Transcribe the records that follow in their entirety, omitting any pictures.

*** ENTRIES PROVIDED

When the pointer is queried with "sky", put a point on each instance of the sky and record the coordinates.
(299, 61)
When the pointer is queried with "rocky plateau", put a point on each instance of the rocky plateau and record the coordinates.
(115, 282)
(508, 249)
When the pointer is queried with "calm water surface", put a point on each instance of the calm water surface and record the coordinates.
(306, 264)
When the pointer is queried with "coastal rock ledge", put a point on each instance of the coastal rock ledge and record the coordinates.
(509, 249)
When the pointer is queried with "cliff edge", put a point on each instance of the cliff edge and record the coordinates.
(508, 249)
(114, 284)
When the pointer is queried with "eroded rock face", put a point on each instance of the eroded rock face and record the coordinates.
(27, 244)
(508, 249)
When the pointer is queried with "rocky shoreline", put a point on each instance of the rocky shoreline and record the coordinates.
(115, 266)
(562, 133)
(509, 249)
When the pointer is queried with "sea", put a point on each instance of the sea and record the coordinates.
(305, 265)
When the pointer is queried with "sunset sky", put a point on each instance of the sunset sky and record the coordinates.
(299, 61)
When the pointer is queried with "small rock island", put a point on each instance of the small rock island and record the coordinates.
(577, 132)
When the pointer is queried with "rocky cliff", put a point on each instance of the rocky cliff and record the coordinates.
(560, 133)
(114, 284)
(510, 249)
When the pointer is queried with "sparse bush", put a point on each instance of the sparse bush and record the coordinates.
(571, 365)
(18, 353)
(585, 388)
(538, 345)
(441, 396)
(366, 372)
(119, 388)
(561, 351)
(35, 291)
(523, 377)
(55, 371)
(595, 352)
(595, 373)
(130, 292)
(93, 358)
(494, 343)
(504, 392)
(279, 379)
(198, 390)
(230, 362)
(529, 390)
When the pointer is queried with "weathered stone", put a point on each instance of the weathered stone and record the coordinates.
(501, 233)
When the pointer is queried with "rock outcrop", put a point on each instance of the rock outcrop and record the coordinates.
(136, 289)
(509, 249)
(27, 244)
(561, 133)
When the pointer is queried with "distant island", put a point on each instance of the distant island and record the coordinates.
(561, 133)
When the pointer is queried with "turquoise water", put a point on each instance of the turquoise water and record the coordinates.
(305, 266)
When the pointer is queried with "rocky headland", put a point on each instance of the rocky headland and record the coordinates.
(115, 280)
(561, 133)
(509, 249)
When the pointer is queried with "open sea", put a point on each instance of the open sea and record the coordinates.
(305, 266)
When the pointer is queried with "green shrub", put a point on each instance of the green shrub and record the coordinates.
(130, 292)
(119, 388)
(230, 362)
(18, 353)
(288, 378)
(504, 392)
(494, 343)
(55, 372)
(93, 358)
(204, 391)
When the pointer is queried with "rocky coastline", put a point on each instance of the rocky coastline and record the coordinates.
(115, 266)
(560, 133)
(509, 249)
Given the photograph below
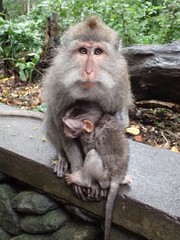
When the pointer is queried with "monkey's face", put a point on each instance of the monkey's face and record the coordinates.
(90, 67)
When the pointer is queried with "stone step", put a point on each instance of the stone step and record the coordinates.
(150, 206)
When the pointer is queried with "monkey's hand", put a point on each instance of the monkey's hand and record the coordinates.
(61, 167)
(80, 192)
(96, 193)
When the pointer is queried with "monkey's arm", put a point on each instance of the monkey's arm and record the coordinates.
(21, 113)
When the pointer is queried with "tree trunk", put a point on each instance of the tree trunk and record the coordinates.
(155, 71)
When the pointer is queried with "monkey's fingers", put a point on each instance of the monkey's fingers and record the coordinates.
(79, 192)
(94, 193)
(127, 180)
(104, 193)
(68, 179)
(61, 167)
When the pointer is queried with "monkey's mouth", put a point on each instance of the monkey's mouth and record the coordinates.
(88, 84)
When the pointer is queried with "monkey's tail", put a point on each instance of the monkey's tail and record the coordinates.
(114, 187)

******

● ANSWER SPACE:
When the pointer is queried with "sky", put a point on each instance of the sky and record the coordinates.
(299, 61)
When the pointer is queried with "rocky plateau", put a point on each instance of the rocky plateau and record the coordinates.
(115, 282)
(508, 249)
When the pointer is queried with "calm water surface", put a point on each instance of the calm water surface and record the coordinates.
(306, 264)
When the pointer is queried with "coastal rock ledge", put a point on each instance of the coastal rock ledge and record the coordinates.
(509, 249)
When the pointer is queried with "cliff edge", put a point on each instance of the cliff edge and record the coordinates.
(508, 249)
(114, 284)
When the pointer is queried with "eroded rock face", put a point on each instance of the eroded rock face and record the coordinates.
(27, 244)
(508, 249)
When the pointer is queried with "rocky shoreline", put a point on each instance of the rocky shoreline and record the coordinates.
(115, 266)
(562, 133)
(509, 249)
When the pointer is queried with "sea", put a point on each instance of the sea and record the coordinates.
(305, 265)
When the pointer is queried with "sunset sky", put a point on each instance of the sunset sky and record the coordinates.
(299, 61)
When the pointer is queried with "small rock island", put a point on each instance of the small rock island and record the coordinates.
(577, 132)
When the pointer is queried with "rocky cliff", put a point on each instance of the rocky cliff and record the coordinates.
(560, 133)
(114, 284)
(510, 249)
When the pointer is queried with "sparse bush", put a point on each instance of the sparse bush and record the coordinates.
(571, 365)
(18, 353)
(585, 388)
(538, 345)
(441, 396)
(366, 372)
(119, 388)
(561, 351)
(35, 291)
(523, 377)
(55, 371)
(595, 352)
(595, 373)
(130, 292)
(93, 358)
(494, 343)
(504, 392)
(279, 379)
(198, 390)
(230, 362)
(529, 390)
When the pointer is queried with "weathered stone", put a point on each instance of the weathered stone and record the coordinates.
(501, 233)
When the pointer is queried with "rock outcrop", put a point on each instance of the rock outcrop and record the coordinates.
(136, 289)
(509, 249)
(27, 244)
(561, 133)
When the pointer is queried with "distant island", put a point on each instance of the distant island and record the coordinates.
(561, 133)
When the pointer is queried with "turquoise water", put a point on each instance of the turquoise water and record the coordinates.
(305, 266)
When the pointer is queried with "rocky headland", put a point on each instance of the rocky headland and record the coordinates.
(115, 280)
(561, 133)
(509, 249)
When the pointer is queried with "open sea", put a point on each instance of the open sea and record the coordinates.
(305, 266)
When the pointer is queried with "green shrub", put a point on each instance of the green shrub and record the coordinates.
(130, 292)
(119, 388)
(230, 362)
(18, 353)
(288, 378)
(504, 392)
(494, 343)
(55, 372)
(93, 358)
(204, 391)
When the pointer is queried with "rocky coastline", put a point on each instance of the rocky coastline and record the coordinates.
(115, 266)
(560, 133)
(509, 249)
Given the photograph below
When the pointer is queried with "monkey's face", put a point on each instance of the monkey's face and record the coordinates.
(90, 67)
When the pointer is queried with "stone step", put a point on each instance of the stone step and record the coordinates.
(150, 206)
When the pointer is queried with "monkey's hand", put a point on each instance of the monkey's hand and record the coordinates.
(61, 167)
(80, 192)
(96, 193)
When the pointer is queried with "monkey's arm", put a point on each instance of the monkey's arm and record the coordinates.
(21, 113)
When the pointer is queried with "tree trunk", put a point on each instance of the tree trunk and record the coordinates.
(155, 71)
When the pointer is queried with "monkey's fingers", put a point on each instance of the monkey's fingers and record the coordinates.
(79, 192)
(94, 193)
(127, 180)
(104, 193)
(68, 179)
(61, 167)
When the pointer is queried with "monkey's mouth", put a point on each instance of the monkey's mouth and record the coordinates.
(88, 84)
When the pointer is queried with "monkey's tail", put a point on each instance of the monkey's tail and record the coordinates.
(114, 187)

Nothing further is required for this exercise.